(Collected data)

***

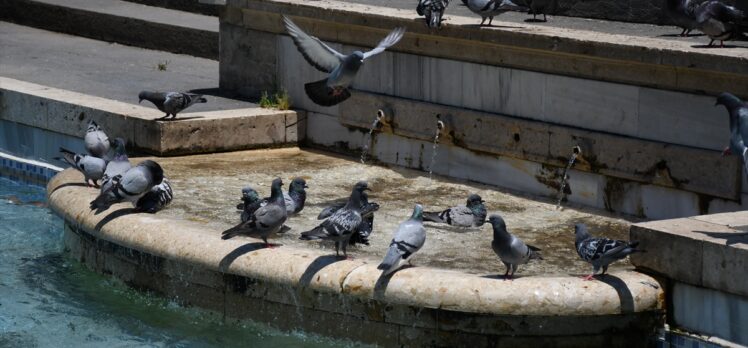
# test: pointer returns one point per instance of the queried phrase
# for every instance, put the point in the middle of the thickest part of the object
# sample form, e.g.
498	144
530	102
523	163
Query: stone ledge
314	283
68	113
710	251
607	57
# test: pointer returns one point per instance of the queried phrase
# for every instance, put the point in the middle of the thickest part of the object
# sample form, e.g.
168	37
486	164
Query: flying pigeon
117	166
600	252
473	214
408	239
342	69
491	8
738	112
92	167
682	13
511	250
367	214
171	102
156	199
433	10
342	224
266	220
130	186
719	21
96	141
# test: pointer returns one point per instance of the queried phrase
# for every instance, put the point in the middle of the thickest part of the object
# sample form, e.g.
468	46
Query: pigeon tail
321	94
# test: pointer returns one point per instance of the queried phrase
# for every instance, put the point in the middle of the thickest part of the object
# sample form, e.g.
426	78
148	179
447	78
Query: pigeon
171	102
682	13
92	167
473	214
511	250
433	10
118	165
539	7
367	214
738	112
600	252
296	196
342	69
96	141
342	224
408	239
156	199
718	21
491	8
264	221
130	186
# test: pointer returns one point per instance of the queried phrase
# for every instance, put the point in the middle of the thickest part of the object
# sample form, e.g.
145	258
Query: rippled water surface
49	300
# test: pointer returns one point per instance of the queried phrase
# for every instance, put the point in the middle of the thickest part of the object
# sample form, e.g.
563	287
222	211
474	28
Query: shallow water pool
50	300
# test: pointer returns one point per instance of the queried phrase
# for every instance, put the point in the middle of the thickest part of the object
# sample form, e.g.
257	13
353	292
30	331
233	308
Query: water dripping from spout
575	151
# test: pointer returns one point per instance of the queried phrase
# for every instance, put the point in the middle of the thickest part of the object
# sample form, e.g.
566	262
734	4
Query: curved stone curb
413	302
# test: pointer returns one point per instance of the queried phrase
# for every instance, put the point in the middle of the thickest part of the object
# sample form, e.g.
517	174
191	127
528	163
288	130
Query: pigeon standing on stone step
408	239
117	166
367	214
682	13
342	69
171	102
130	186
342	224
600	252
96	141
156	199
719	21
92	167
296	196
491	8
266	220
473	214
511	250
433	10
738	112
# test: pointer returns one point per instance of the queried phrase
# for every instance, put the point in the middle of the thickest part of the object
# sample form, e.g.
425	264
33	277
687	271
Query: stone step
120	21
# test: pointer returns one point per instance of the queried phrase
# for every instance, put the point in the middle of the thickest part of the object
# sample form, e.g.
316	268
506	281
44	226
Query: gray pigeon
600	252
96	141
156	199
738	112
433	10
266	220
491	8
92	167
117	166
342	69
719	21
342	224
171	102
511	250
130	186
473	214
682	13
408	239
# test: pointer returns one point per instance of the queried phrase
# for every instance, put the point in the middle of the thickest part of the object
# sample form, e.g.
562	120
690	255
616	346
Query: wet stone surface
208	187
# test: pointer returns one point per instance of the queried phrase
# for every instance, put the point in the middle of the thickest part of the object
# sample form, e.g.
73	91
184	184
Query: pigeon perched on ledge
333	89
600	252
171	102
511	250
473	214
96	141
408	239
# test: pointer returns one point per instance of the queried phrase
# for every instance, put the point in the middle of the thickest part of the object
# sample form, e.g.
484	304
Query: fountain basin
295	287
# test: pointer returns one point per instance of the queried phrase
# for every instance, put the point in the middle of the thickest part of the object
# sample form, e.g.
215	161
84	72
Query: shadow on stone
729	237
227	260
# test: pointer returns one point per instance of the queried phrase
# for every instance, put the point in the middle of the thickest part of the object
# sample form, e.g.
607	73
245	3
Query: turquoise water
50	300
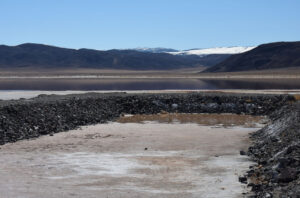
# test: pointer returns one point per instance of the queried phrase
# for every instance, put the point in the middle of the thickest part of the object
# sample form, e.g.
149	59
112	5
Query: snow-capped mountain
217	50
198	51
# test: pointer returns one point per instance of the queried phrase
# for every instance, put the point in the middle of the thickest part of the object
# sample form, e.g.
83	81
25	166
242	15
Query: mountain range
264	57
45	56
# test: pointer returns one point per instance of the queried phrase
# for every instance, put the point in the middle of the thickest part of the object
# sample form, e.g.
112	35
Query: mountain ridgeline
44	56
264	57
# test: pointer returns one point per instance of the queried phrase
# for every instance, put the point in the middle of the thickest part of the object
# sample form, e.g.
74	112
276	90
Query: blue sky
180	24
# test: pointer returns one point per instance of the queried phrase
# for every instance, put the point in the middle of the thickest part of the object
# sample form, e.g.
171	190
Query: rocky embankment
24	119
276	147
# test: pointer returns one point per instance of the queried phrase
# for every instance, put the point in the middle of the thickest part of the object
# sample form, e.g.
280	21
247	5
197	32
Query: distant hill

***

[Written request] The entries above are to be returned exactly, without their pictures.

[Complete answer]
# test: pointer returns one point per instance of the queried phrase
# for every instance, put the point in the middle of the thickest part of the object
# sample form, e.g.
498	144
530	102
523	163
Query: stone ledge
314	283
68	113
710	251
607	57
# test: pointer returns one point per instance of the queried phrase
# for every instance, put the point in the middle of the thickest part of the object
# sample form, e.g.
168	37
486	164
Query: flying pigeon
117	166
600	252
473	214
408	239
342	69
491	8
738	112
92	167
682	13
511	250
367	214
171	102
156	199
433	10
342	224
266	220
130	186
719	21
96	141
# test: pointer returns one point per instance of the queried phrase
# for every instance, put the point in the middle of the thickest part of the object
# sample form, e.g.
468	46
Query: pigeon tail
321	94
# test: pointer returns one point per instance of the queried phrase
# for every instance, put the point in the middle of the thickest part of the object
# sample form, e.g.
426	78
148	179
447	78
Query: pigeon
171	102
682	13
92	167
473	214
511	250
433	10
118	165
539	7
367	214
738	112
600	252
296	196
342	69
96	141
342	224
408	239
156	199
718	21
491	8
264	221
130	186
# test: pointer returns one point per instance of the queried phrase
# for every instance, put the point in the middle of the thickest part of the object
# sample form, e.g.
145	258
Query: rippled water surface
49	300
# test: pointer returns one point per instance of the queried phrase
# for every instance, put the point in the middle of the thickest part of the object
# sample form, e.g.
563	287
222	211
474	28
Query: shallow water pool
50	300
# test: pointer returns one point per instance of the queried phrase
# for every instance, put the point in the middle of the thickest part of the object
# sample form, e.g.
257	13
353	292
30	331
233	308
Query: water dripping from spout
575	151
# test: pointer returns one point per instance of the queried phrase
# for every instance, put the point in the middle of the thickest part of the object
# sample form, e.g.
566	262
734	4
Query: curved stone curb
413	302
# test: pointer returns one point per instance of the queried phrase
# for every instance, put the point in the middle of the thickest part of the object
# sample form, e.g.
517	174
191	127
528	163
288	130
Query: pigeon standing on stone step
408	239
117	166
367	214
682	13
342	69
171	102
130	186
342	224
600	252
96	141
156	199
719	21
92	167
296	196
491	8
266	220
473	214
511	250
433	10
738	112
# test: pointer returns one point per instance of the queried phrase
# for every instance, put the point in the middle of the thickest part of the object
# sample form, e.g.
425	264
33	277
687	271
Query: stone step
120	21
# test: pointer returns one point per instance of the queried phrase
# for every instance, put the point in the middle of the thickest part of the object
# sample form, e.g.
316	268
506	281
44	226
Query: gray pigeon
600	252
96	141
156	199
738	112
433	10
266	220
491	8
92	167
117	166
342	69
719	21
342	224
171	102
511	250
130	186
473	214
682	13
408	239
# test: pointer returns one point per instance of the queried phrase
# for every instance, put the point in the middle of the thickest part of the object
# sample form, e.g.
562	120
690	255
616	346
Query: wet stone surface
208	187
# test: pointer returns one point per instance of the queried phrase
# for every instance, put the point in the middle of the thickest part of the object
# sample form, e.g.
73	91
184	184
Query: pigeon perched on ledge
333	89
600	252
171	102
511	250
473	214
96	141
408	239
# test: pointer returns one point per instance of the queried phrase
# for every instance, put the point in the middle of the thickest part of the object
# sample form, e.g.
484	304
Query: fountain basin
295	287
# test: pointer returns one point per instance of the queried phrase
# for every instance, put the point in the middle of the thickest part of the object
# sample form, e.g.
215	161
84	72
Query: shadow on stone
729	237
227	260
# test: pointer returns one point per instance of the queried phrase
# for every instance, put the point in the middle of the thickest part of the object
# sample form, e.g.
607	73
245	3
Query: turquoise water
50	300
# test: pointer returns one point per instance of the queried phrase
# for every instance, put the point in the middle of the thickest part of the object
# sample form, e.g.
149	59
112	5
Query: snow-capped mountain
217	50
198	51
# test: pointer returns one point per instance of the queried phrase
# for every instance, put the point in the middle of the thickest part of the object
# sample form, e.g.
83	81
25	166
242	15
Query: mountain range
264	57
45	56
# test: pointer returns one point per instance of the queried phrase
# for every instance, put the point in the middle of the thickest part of the object
# sample form, e.g.
112	35
Query: mountain ridgeline
44	56
264	57
# test: pointer returns one point per instance of the queried phrase
# for every instance, put the point in the middle of the thickest part of the object
# sample form, e.g.
74	112
276	90
Query: blue sky
180	24
# test: pointer returns one point per instance of the queried phrase
# for every instance, put the point in the middle of the thickest part of the object
# sample form, e.g.
171	190
Query: rocky embankment
24	119
276	147
# test: pointer returns one point per instance of the queried phrase
# for every instance, put the point in the middle of the thickest part of the object
# sample form, e.g.
280	21
247	5
197	32
Query: distant hill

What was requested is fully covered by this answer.